TASK GOAL: Please print every line from the one containing "point: dog's paw" through the last line of the records below, exactly as written and nothing more.

DATA PROVIDED:
________________________

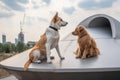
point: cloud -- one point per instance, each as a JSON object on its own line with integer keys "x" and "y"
{"x": 47, "y": 1}
{"x": 3, "y": 15}
{"x": 95, "y": 4}
{"x": 69, "y": 10}
{"x": 5, "y": 11}
{"x": 42, "y": 19}
{"x": 14, "y": 4}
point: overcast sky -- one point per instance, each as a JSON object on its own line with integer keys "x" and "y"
{"x": 38, "y": 14}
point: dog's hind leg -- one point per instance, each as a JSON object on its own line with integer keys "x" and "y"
{"x": 58, "y": 51}
{"x": 78, "y": 52}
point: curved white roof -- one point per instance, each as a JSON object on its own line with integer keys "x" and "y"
{"x": 103, "y": 20}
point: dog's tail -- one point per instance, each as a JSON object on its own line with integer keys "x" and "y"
{"x": 27, "y": 65}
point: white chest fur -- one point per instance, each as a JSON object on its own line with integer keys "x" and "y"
{"x": 52, "y": 37}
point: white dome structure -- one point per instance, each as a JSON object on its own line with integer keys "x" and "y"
{"x": 104, "y": 21}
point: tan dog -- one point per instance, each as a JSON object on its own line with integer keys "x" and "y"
{"x": 87, "y": 45}
{"x": 48, "y": 41}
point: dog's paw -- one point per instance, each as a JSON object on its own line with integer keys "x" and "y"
{"x": 51, "y": 57}
{"x": 49, "y": 62}
{"x": 38, "y": 61}
{"x": 77, "y": 57}
{"x": 62, "y": 58}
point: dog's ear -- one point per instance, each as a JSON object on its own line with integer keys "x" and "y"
{"x": 55, "y": 18}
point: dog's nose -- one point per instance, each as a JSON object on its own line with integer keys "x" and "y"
{"x": 66, "y": 22}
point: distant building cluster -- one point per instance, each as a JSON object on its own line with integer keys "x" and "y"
{"x": 3, "y": 38}
{"x": 20, "y": 38}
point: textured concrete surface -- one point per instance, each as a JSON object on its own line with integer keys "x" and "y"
{"x": 11, "y": 77}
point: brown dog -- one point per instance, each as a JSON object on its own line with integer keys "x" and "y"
{"x": 87, "y": 45}
{"x": 48, "y": 41}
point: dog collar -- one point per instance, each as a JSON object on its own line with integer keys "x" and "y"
{"x": 53, "y": 28}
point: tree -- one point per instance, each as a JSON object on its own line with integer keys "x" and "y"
{"x": 1, "y": 47}
{"x": 6, "y": 48}
{"x": 13, "y": 48}
{"x": 20, "y": 46}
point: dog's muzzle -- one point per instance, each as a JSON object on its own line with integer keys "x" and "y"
{"x": 64, "y": 23}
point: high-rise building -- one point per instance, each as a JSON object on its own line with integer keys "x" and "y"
{"x": 3, "y": 38}
{"x": 21, "y": 37}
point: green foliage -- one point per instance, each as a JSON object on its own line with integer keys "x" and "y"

________________________

THE SOLUTION:
point: dog's paw -- one point per instance, each as a JSON object on its own line with integer keys "x" and "y"
{"x": 51, "y": 57}
{"x": 49, "y": 62}
{"x": 38, "y": 61}
{"x": 77, "y": 57}
{"x": 62, "y": 58}
point: dog's ear -- one point per instance, each as a JSON object on its own line with integer keys "x" and "y"
{"x": 55, "y": 18}
point: dog's nose -- one point per instance, each as a JSON object on its own line with integer keys "x" and "y"
{"x": 66, "y": 22}
point: distant building cluster -- one point per instance, each as a JSON object on its own line with integer keys "x" and "y"
{"x": 3, "y": 38}
{"x": 20, "y": 38}
point: textured concrete surface -- one point per instance, each as a JSON object on its own line with integer keys "x" and "y"
{"x": 11, "y": 77}
point: brown dog -- one point per instance, each as a JSON object on its own line with integer keys "x" and "y"
{"x": 87, "y": 45}
{"x": 48, "y": 41}
point: dog collar -- one point per instance, each as a JSON object on its own line with integer keys "x" and "y"
{"x": 53, "y": 28}
point: tree -- one point per instance, each as a JSON object on its own line with integer keys "x" and "y"
{"x": 1, "y": 47}
{"x": 6, "y": 48}
{"x": 13, "y": 48}
{"x": 20, "y": 46}
point: dog's muzzle -- one point per instance, each as a JSON object on its own line with integer keys "x" and "y"
{"x": 64, "y": 23}
point: high-rise building -- one point per instance, each as a JSON object on its own line with integer keys "x" and "y"
{"x": 3, "y": 38}
{"x": 21, "y": 37}
point: green foliage -- one point per instance, each as a JSON object on its own line with integer keys "x" and "y"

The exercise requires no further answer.